**What you should do:** Return the lines below exactly, starting with the line that contains "Please locate the swimmer" and stopping after the last line.

>> start

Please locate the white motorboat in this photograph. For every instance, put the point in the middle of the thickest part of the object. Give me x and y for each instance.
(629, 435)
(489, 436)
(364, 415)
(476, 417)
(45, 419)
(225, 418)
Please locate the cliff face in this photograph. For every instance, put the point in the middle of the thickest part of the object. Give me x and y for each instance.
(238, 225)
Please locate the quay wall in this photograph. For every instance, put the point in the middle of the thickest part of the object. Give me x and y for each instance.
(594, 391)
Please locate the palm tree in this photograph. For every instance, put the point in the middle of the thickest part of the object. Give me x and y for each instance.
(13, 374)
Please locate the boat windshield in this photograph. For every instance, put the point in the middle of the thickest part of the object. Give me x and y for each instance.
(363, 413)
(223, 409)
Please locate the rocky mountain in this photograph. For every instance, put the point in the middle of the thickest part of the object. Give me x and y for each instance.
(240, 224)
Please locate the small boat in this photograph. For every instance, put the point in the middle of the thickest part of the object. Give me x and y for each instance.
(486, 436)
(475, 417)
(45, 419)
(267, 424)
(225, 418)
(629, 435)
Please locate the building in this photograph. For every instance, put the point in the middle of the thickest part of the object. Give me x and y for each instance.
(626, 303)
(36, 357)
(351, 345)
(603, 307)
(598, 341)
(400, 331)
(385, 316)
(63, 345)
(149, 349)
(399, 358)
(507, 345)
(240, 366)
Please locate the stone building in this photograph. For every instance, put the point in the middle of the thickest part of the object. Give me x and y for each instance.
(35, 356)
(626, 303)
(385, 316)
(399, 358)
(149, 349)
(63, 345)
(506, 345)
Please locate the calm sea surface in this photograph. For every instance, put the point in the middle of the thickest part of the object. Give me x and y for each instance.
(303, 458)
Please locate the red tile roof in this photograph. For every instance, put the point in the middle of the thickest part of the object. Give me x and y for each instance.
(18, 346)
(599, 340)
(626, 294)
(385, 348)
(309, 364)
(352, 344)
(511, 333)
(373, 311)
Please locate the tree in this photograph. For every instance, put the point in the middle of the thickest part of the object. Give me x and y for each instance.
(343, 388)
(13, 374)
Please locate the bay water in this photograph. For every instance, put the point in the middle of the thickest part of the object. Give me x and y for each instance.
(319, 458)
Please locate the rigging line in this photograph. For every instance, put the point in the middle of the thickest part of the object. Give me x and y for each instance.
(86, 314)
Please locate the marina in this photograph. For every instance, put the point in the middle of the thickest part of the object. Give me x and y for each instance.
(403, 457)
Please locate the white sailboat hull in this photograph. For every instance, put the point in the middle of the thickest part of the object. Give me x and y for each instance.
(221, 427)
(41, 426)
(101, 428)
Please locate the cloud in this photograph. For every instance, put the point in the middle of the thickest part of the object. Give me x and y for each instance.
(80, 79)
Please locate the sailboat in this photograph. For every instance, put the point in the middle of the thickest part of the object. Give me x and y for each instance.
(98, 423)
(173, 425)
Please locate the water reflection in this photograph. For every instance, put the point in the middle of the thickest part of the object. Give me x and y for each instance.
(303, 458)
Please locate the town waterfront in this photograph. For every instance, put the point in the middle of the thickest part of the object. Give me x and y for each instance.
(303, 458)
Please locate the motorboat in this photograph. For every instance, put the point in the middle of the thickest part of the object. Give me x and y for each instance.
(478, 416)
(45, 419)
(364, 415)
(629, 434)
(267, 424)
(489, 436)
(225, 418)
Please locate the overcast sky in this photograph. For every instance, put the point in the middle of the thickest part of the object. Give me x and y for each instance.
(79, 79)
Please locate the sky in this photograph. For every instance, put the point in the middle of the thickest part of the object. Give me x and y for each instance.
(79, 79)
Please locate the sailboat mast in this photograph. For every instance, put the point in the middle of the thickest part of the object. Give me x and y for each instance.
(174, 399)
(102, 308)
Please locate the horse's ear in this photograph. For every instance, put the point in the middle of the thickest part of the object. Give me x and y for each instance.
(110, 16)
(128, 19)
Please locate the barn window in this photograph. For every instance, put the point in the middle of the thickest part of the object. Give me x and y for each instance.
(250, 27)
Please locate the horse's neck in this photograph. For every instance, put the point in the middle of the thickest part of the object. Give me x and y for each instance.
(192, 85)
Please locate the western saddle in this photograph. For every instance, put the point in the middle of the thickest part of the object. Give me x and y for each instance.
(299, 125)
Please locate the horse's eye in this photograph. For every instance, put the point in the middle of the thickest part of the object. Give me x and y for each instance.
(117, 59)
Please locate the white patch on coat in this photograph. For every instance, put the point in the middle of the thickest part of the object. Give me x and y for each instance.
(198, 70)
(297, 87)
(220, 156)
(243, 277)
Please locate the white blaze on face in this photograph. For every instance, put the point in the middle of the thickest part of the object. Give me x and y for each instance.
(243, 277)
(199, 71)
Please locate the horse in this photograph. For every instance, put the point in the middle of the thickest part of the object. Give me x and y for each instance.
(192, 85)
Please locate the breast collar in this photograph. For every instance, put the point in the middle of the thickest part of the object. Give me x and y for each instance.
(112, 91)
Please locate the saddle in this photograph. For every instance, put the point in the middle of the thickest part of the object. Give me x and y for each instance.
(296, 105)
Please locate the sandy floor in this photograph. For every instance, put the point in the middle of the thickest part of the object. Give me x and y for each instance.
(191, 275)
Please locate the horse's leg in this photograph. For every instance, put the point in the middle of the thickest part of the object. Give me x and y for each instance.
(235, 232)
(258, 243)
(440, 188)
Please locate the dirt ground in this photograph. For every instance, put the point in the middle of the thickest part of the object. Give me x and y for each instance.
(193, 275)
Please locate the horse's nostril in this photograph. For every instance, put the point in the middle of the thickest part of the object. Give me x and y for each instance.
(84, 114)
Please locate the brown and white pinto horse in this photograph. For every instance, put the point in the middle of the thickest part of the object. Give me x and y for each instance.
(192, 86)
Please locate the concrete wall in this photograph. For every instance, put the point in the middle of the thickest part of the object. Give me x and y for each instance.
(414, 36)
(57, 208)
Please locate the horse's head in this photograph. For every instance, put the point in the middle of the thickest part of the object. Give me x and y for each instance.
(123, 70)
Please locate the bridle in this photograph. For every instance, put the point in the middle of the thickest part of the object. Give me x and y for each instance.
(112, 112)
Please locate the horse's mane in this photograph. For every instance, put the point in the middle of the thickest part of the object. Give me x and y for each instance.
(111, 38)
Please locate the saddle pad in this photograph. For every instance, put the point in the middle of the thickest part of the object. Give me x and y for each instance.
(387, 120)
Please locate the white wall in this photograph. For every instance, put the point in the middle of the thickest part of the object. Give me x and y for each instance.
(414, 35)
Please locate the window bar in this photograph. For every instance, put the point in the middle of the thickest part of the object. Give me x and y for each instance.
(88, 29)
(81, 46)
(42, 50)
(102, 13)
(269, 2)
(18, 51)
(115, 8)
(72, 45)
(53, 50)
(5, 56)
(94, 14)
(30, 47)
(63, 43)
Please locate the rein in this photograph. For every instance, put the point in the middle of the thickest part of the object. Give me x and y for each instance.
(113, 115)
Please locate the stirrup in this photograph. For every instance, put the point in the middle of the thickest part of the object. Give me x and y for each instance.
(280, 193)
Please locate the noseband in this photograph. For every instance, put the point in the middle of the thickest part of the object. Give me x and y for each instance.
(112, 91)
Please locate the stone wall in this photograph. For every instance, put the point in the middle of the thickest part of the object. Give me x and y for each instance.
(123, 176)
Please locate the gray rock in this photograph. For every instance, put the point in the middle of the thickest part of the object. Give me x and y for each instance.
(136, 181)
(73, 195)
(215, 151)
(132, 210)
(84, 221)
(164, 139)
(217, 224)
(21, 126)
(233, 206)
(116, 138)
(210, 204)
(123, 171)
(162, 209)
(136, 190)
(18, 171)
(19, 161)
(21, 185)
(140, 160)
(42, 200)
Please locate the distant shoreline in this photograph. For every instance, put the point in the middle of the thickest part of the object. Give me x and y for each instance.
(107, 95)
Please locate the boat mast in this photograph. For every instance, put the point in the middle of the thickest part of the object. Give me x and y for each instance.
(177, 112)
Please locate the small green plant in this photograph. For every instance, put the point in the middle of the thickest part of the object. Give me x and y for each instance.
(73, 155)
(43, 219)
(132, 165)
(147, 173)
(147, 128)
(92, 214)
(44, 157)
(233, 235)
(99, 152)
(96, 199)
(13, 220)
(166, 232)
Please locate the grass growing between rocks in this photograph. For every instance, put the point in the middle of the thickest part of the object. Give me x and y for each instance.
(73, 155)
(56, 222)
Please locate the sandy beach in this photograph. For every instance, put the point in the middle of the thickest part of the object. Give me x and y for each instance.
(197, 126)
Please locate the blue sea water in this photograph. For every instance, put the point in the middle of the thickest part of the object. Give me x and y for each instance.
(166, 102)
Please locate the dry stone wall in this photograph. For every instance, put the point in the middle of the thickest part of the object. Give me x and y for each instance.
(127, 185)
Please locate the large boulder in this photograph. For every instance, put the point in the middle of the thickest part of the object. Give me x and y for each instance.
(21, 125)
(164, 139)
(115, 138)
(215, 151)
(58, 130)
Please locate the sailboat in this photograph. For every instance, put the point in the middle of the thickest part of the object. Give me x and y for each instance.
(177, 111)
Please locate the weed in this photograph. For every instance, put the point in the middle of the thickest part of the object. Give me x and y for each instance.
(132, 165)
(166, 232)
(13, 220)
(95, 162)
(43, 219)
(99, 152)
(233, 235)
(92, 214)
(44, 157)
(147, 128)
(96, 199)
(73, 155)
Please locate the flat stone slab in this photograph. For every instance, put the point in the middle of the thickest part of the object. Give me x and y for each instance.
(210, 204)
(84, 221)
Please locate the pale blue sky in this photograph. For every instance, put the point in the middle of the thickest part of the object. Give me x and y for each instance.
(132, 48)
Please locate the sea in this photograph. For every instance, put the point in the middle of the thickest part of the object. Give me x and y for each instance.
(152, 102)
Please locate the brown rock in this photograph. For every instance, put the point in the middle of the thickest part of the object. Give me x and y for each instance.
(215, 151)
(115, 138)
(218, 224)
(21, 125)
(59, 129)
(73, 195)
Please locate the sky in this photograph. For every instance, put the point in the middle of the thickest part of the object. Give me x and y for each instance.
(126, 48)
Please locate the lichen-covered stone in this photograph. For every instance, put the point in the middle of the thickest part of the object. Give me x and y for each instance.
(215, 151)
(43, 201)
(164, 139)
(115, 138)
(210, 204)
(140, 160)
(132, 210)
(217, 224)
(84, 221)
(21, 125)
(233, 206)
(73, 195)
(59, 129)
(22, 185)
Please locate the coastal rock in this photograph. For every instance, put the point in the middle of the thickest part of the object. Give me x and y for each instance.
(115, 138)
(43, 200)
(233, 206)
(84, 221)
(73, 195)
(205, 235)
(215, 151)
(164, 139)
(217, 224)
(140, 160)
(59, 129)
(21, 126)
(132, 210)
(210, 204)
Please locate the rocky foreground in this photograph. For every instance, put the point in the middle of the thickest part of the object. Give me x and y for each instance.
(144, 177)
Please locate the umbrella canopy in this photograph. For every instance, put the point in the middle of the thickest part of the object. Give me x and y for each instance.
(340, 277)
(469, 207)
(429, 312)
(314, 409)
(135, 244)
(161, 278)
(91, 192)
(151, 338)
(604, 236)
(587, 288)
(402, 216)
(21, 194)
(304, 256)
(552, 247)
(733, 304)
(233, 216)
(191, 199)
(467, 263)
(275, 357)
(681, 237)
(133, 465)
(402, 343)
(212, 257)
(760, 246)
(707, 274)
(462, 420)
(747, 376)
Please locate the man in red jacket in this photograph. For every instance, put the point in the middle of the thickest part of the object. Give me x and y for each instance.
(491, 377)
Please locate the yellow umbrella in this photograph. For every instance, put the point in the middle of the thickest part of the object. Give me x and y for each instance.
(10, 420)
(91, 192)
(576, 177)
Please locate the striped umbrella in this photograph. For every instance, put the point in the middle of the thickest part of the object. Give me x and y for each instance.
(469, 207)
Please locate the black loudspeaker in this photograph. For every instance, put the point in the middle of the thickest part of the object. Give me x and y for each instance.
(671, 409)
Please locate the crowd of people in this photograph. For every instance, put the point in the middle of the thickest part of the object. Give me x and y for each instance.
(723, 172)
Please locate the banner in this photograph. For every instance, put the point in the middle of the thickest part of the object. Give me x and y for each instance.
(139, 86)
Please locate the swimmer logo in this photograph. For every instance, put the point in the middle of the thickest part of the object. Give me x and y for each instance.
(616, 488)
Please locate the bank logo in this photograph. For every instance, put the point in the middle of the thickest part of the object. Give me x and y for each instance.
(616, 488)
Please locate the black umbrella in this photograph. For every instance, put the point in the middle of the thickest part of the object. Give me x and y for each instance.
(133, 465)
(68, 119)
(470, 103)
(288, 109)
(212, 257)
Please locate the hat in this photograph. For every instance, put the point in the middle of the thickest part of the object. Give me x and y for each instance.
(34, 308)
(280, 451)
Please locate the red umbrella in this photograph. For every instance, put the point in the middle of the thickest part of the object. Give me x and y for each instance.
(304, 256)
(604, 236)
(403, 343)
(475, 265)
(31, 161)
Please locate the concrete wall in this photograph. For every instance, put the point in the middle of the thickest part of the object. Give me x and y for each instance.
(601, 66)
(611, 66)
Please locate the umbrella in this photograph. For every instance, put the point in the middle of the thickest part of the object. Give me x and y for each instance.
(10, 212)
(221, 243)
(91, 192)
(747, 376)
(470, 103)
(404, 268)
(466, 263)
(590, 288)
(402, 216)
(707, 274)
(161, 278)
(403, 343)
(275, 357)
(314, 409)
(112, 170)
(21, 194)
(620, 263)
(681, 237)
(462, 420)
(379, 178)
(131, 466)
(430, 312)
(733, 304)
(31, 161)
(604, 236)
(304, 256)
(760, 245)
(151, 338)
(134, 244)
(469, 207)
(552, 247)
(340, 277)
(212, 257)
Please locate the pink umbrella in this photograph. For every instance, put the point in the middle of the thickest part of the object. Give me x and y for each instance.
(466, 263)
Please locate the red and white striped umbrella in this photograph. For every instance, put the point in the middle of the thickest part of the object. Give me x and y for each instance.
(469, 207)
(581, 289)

>> end

**Worked answer:**
Please locate the swimmer logo in this photograph. For every instance, put the point in the middle of the thickest part of the object. Give me x and y for each instance.
(616, 488)
Please locate the bank logo in this photograph. For every instance, put the point in the middle of the thickest part of the object. Give me x and y for each instance.
(616, 488)
Please locate the black umbrella in this photograph. For every instance, put the point in the middle of the thickest part of the object. Give me x and y for each instance.
(133, 465)
(68, 119)
(470, 103)
(288, 109)
(212, 257)
Please locate the hat in this photograph. For every instance, put the point in the middle of the thickest part of the object. Give me x and y for each instance.
(34, 308)
(280, 451)
Please locate the red umbrella in this photograph. For every instance, put the point in the middle of the thickest part of the object. Give me x and y for each instance.
(304, 256)
(604, 236)
(403, 343)
(475, 265)
(31, 161)
Please locate the concrete wall in this photograph. For every instance, put the point in the middle of the thickest part of the object. Give me x and y for each instance.
(601, 66)
(611, 66)
Please locate the umbrella in this photograph. For every instance, put the point in the middle of the thickest part of the object. Give me x and y for each instance.
(10, 212)
(221, 243)
(91, 192)
(747, 376)
(470, 103)
(404, 268)
(466, 263)
(590, 288)
(402, 216)
(707, 274)
(161, 278)
(403, 343)
(275, 357)
(314, 409)
(112, 170)
(21, 194)
(620, 263)
(681, 237)
(462, 420)
(379, 178)
(131, 466)
(430, 312)
(733, 304)
(31, 161)
(604, 236)
(304, 256)
(760, 245)
(151, 338)
(134, 244)
(469, 207)
(552, 247)
(340, 277)
(212, 257)
Please locate the pink umbrella in this photograph. For every instance, put the point in the middle of the thickest part of the object. Give me x and y for each instance.
(466, 263)
Please locate the red and white striped umbrella in this photograph. For every instance, put the point in the middle of the thickest part of the object. Give me x and y for each instance.
(469, 207)
(581, 289)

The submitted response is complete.